## TEXTE EXTRAIT
:::::

Nous avons tous entendu parler de la tradition japonaise du harakiri. Ils le font, paraît-il, pour éviter le déshonneur comme le général battu sur le champ de bataille par exemple. On ne retient alors que l’acte : c’est un suicide. C’est oublier, que dans cette même tradition, il y a toujours un acolyte qui coupe la vie en tranchant net la tête. Une intention claire, une action nette ; deux personnes en fusion complète face à la mort. Parfois le geste était maladroit, presque timide, mais si l’intention était claire, le devoir de l’acolyte était d’abréger la souffrance de l’autre en tranchant net la vie. Un tel rôle était un honneur, une lourde responsabilité qu’on acceptait avec gravité et jamais sans larmes. Il nous revenait la tâche de lui enlever la vie, le plus vite possible, le plus humainement possible, par amitié ou par amour, lorsqu’il nous ferait signe, lorsqu’il initierait de lui-même le geste fatal.

Nous avons tous vaguement entendu parler de la tradition des anciens d’ici. Ils abandonnaient leurs vieillards dans la forêt l’hiver lorsque ceux-ci étaient vieux. Encore là, on ne retient que l’acte : c’est un meurtre. C’est oublier que la décision ultime, déchirante, revenait d’abord à celui qui voulait en finir avec la vie et qu’il devait pouvoir compter sur quelqu’un pour l’aider à le faire. Le vieux ne demandait jamais à ses proches ou rarement ; l’honneur de l’accompagner revenait toujours à un jeune guerrier de son choix. Celui-ci avait la lourde tâche de l’accompagner à l’endroit de son choix, de l’y installer confortablement autour d’un feu, de recevoir ses dernières confidences puis de l’abandonner au froid glacial de la nuit. La tâche était délicate, lourde d’émotions et difficile, mais il fallait le faire par amour, par respect ou par amitié lorsque l’ancêtre nous le demanderait d’une parole, d’un geste ou d’un regard.

:::::

## DONNÉES FOURNIES
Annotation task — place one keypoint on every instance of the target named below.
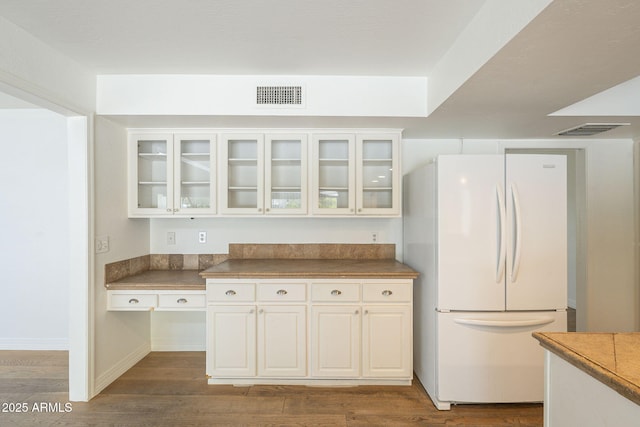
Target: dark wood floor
(169, 389)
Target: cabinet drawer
(132, 301)
(181, 301)
(282, 292)
(231, 292)
(335, 292)
(386, 292)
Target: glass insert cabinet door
(242, 178)
(378, 174)
(172, 175)
(151, 166)
(286, 174)
(334, 174)
(194, 174)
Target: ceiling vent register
(279, 95)
(589, 129)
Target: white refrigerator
(488, 235)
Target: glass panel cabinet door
(378, 176)
(243, 177)
(286, 174)
(150, 175)
(194, 174)
(334, 174)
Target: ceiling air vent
(279, 95)
(589, 129)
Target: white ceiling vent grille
(589, 129)
(279, 95)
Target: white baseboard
(34, 344)
(172, 345)
(121, 367)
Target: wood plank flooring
(169, 389)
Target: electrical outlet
(102, 244)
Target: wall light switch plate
(102, 244)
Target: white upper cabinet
(378, 174)
(356, 174)
(172, 174)
(279, 173)
(286, 174)
(334, 174)
(242, 173)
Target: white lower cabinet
(357, 331)
(282, 341)
(231, 341)
(335, 348)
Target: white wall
(121, 338)
(35, 231)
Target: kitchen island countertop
(611, 358)
(310, 268)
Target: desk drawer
(335, 292)
(231, 292)
(274, 292)
(132, 301)
(179, 301)
(386, 292)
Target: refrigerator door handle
(502, 227)
(538, 321)
(517, 219)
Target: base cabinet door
(231, 341)
(386, 341)
(335, 345)
(282, 341)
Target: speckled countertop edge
(552, 341)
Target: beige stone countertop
(310, 268)
(611, 358)
(161, 280)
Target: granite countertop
(161, 280)
(310, 268)
(611, 358)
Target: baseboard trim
(121, 367)
(172, 345)
(34, 344)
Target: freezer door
(492, 357)
(536, 188)
(470, 232)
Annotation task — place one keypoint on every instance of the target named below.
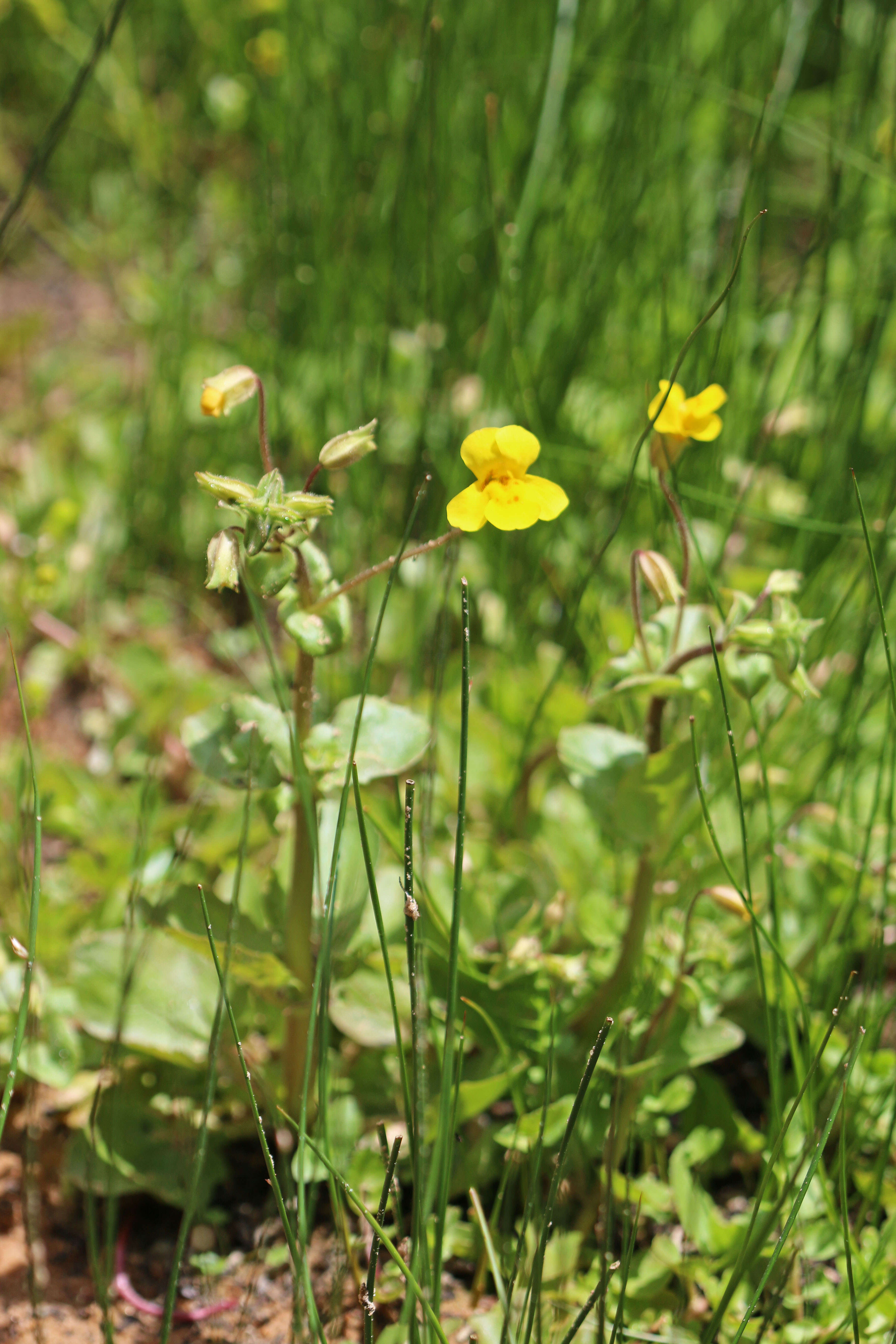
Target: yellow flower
(684, 419)
(228, 389)
(503, 494)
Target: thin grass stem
(801, 1195)
(369, 1292)
(538, 1265)
(383, 1236)
(211, 1077)
(444, 1142)
(22, 1017)
(844, 1214)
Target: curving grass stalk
(538, 1265)
(383, 1236)
(320, 988)
(211, 1077)
(300, 1262)
(743, 1255)
(444, 1142)
(369, 1292)
(31, 952)
(801, 1195)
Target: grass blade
(844, 1212)
(878, 595)
(747, 893)
(490, 1249)
(444, 1142)
(381, 931)
(369, 1292)
(300, 1264)
(801, 1195)
(22, 1018)
(555, 1181)
(381, 1232)
(534, 1183)
(211, 1077)
(742, 1261)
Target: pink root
(128, 1293)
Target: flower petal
(706, 429)
(468, 510)
(518, 447)
(710, 400)
(480, 452)
(675, 398)
(514, 506)
(551, 498)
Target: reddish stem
(129, 1295)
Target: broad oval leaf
(392, 740)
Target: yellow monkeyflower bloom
(684, 419)
(503, 494)
(228, 389)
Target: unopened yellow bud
(660, 577)
(224, 562)
(349, 448)
(730, 900)
(228, 389)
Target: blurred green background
(449, 217)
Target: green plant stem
(741, 1262)
(448, 1054)
(300, 1264)
(878, 596)
(418, 1042)
(60, 124)
(370, 1288)
(617, 986)
(211, 1077)
(385, 1238)
(320, 988)
(22, 1018)
(573, 615)
(761, 929)
(534, 1183)
(538, 1265)
(381, 931)
(747, 893)
(844, 1213)
(797, 1206)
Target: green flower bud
(224, 562)
(349, 448)
(660, 577)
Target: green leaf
(593, 751)
(361, 1008)
(171, 1000)
(135, 1148)
(316, 634)
(220, 740)
(392, 740)
(523, 1135)
(477, 1094)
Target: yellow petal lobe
(518, 447)
(551, 498)
(511, 506)
(468, 510)
(710, 400)
(675, 398)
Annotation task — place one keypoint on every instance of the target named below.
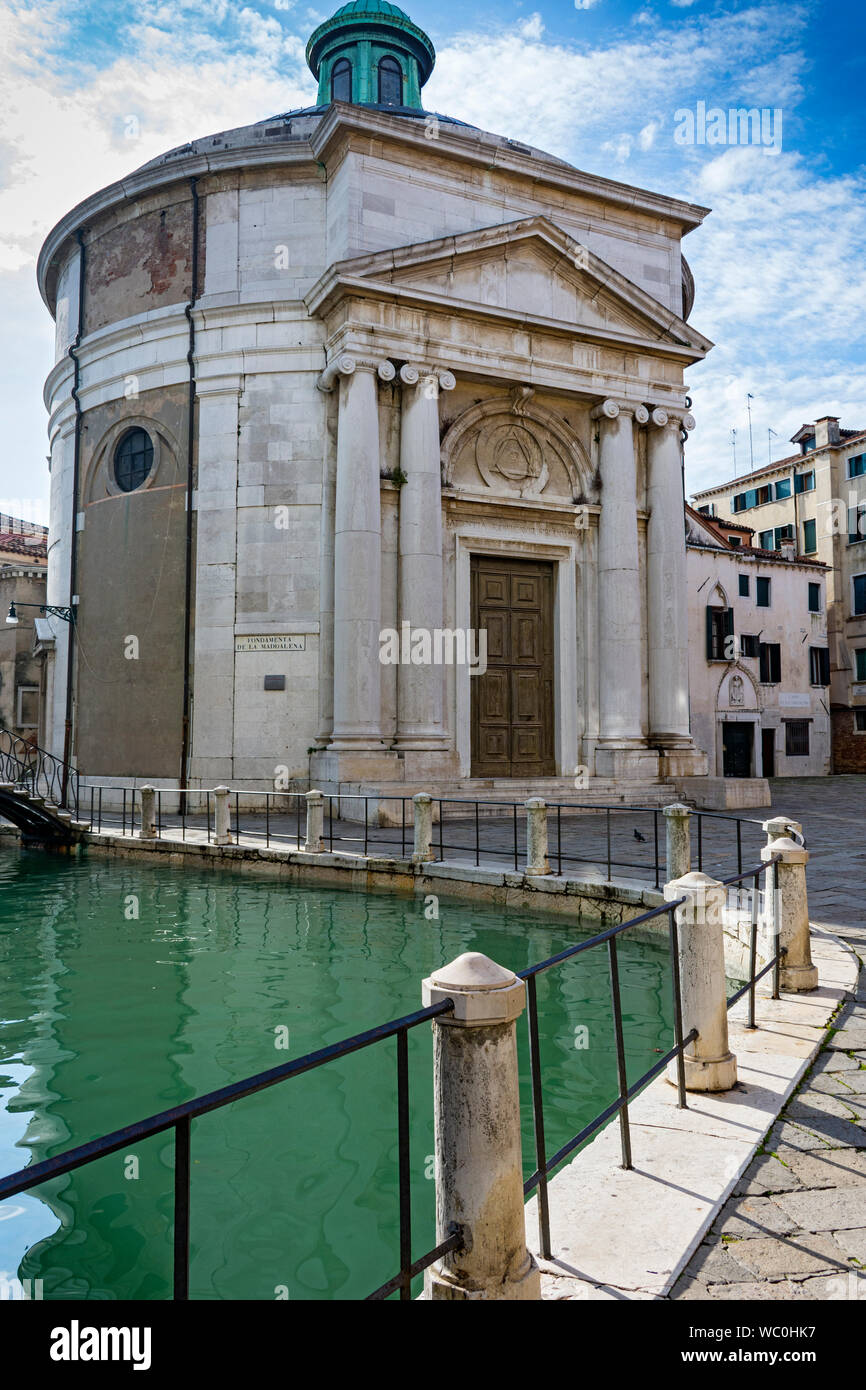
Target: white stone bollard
(148, 826)
(797, 973)
(537, 837)
(477, 1134)
(677, 841)
(709, 1062)
(316, 822)
(223, 824)
(781, 826)
(423, 829)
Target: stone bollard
(423, 829)
(537, 836)
(148, 827)
(316, 822)
(781, 826)
(797, 973)
(677, 841)
(223, 823)
(709, 1062)
(477, 1134)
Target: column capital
(341, 366)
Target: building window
(856, 523)
(770, 663)
(132, 459)
(341, 81)
(819, 665)
(797, 738)
(809, 537)
(28, 706)
(391, 82)
(719, 628)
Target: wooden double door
(512, 704)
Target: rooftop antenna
(770, 437)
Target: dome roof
(370, 7)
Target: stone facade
(826, 520)
(409, 346)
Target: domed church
(366, 446)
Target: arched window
(132, 460)
(341, 81)
(391, 82)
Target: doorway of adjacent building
(737, 749)
(768, 752)
(512, 704)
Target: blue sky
(780, 264)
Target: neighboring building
(759, 666)
(22, 581)
(816, 501)
(438, 381)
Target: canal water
(127, 988)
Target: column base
(797, 979)
(717, 1073)
(439, 1285)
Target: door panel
(512, 704)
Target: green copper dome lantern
(373, 54)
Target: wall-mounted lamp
(67, 615)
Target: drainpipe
(74, 346)
(191, 444)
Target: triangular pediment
(527, 270)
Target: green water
(107, 1016)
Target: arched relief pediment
(516, 448)
(737, 691)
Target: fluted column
(420, 688)
(666, 581)
(357, 555)
(619, 584)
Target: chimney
(826, 431)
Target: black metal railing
(180, 1119)
(32, 769)
(623, 838)
(180, 1116)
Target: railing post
(423, 829)
(478, 1158)
(148, 826)
(537, 836)
(791, 913)
(677, 841)
(709, 1062)
(223, 824)
(316, 822)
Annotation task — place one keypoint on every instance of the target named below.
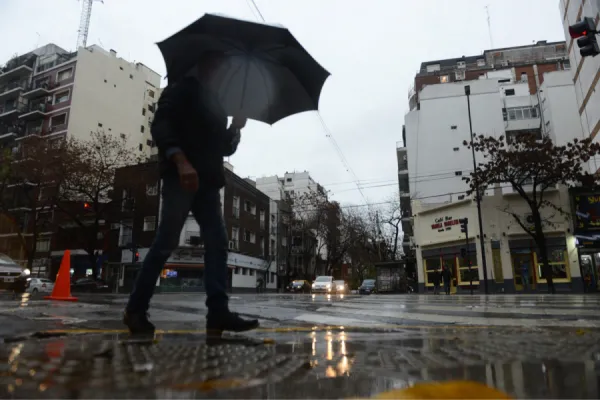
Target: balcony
(35, 111)
(11, 109)
(17, 68)
(37, 90)
(12, 90)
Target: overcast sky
(372, 48)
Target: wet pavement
(532, 347)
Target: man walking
(436, 281)
(190, 131)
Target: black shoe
(228, 321)
(138, 323)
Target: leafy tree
(532, 167)
(84, 196)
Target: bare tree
(84, 196)
(532, 167)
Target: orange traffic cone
(62, 286)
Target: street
(307, 347)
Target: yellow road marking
(445, 390)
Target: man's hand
(188, 177)
(238, 122)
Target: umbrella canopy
(266, 74)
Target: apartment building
(513, 90)
(245, 211)
(585, 71)
(53, 93)
(290, 246)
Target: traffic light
(585, 32)
(464, 222)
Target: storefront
(586, 215)
(513, 262)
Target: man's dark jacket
(189, 118)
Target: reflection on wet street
(308, 363)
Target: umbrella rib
(260, 71)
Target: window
(61, 97)
(236, 207)
(42, 245)
(151, 189)
(64, 75)
(433, 67)
(249, 207)
(149, 224)
(464, 275)
(58, 120)
(126, 233)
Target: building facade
(585, 71)
(292, 248)
(53, 93)
(245, 212)
(510, 251)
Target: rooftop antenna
(84, 22)
(487, 10)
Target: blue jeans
(176, 205)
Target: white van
(10, 271)
(323, 284)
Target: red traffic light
(582, 28)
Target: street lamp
(477, 192)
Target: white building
(585, 71)
(437, 160)
(56, 94)
(507, 247)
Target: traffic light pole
(477, 195)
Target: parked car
(10, 271)
(323, 284)
(367, 287)
(300, 286)
(90, 285)
(39, 285)
(340, 287)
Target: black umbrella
(266, 75)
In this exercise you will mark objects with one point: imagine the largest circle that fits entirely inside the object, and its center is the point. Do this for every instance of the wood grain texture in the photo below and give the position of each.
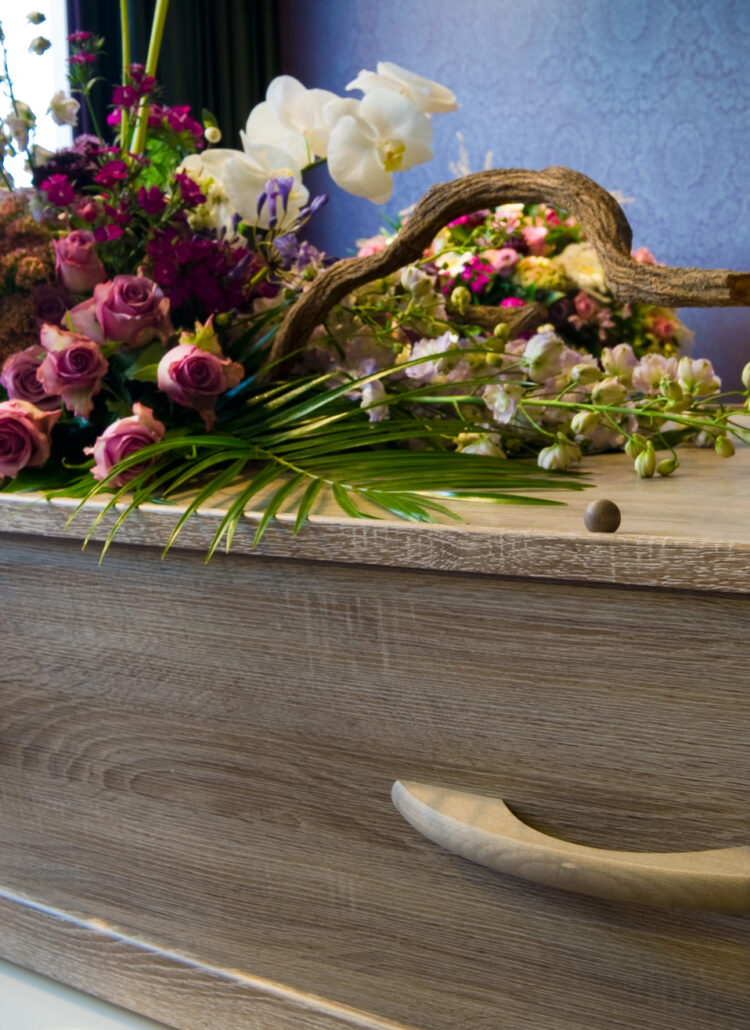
(484, 830)
(689, 531)
(175, 764)
(93, 957)
(604, 224)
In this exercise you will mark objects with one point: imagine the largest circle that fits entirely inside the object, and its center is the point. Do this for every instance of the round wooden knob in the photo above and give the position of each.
(602, 516)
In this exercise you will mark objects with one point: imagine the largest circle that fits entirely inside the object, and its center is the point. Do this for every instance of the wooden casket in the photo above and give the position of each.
(197, 762)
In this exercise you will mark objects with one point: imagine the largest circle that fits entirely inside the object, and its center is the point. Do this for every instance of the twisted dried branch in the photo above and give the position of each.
(601, 216)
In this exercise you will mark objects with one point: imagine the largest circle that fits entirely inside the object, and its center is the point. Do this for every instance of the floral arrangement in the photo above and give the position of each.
(143, 278)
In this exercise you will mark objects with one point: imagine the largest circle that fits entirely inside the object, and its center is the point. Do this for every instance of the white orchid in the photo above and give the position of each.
(20, 122)
(387, 134)
(292, 118)
(242, 176)
(430, 97)
(64, 109)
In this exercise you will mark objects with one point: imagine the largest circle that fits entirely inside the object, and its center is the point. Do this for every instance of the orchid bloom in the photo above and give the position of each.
(292, 118)
(243, 176)
(430, 97)
(388, 133)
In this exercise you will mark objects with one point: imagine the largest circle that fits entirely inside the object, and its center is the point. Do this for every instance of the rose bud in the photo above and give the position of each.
(20, 378)
(76, 262)
(132, 310)
(195, 377)
(24, 436)
(122, 439)
(73, 367)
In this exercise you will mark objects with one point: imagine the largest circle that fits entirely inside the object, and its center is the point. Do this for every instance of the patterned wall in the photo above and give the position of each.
(648, 97)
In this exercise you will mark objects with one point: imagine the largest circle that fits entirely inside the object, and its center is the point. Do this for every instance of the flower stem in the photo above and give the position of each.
(155, 45)
(125, 35)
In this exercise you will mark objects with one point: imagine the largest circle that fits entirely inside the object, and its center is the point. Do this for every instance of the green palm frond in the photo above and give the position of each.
(295, 441)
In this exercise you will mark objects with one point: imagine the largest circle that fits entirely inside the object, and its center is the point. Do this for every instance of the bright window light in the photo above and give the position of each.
(36, 77)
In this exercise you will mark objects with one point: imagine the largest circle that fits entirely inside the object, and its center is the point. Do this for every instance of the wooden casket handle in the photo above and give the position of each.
(484, 830)
(602, 218)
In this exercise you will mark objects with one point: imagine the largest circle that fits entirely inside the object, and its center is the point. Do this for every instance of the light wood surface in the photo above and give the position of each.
(484, 830)
(200, 757)
(689, 531)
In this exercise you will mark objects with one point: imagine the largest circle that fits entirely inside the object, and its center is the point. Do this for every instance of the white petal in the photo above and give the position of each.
(353, 161)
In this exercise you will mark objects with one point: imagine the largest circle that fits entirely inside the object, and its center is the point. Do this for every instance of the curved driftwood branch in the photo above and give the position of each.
(601, 216)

:::::

## ÉNONCÉ DE L'EXERCICE
Répondez aux questions suivantes en vous appuyant sur le texte extrait.
1. Dans la tradition japonaise du harakiri, quel était le devoir de l'acolyte lorsque l'intention était claire ?
2. À quel moment de l'année les anciens d'ici abandonnaient-ils leurs vieillards dans la forêt ?
3. À qui revenait toujours l'honneur d'accompagner le vieux ?

## CORRIGÉ DE L'EXERCICE
1. Son devoir était d'abréger la souffrance de l'autre en tranchant net la vie.
2. Ils les abandonnaient l'hiver.
3. Cet honneur revenait toujours à un jeune guerrier choisi par le vieux.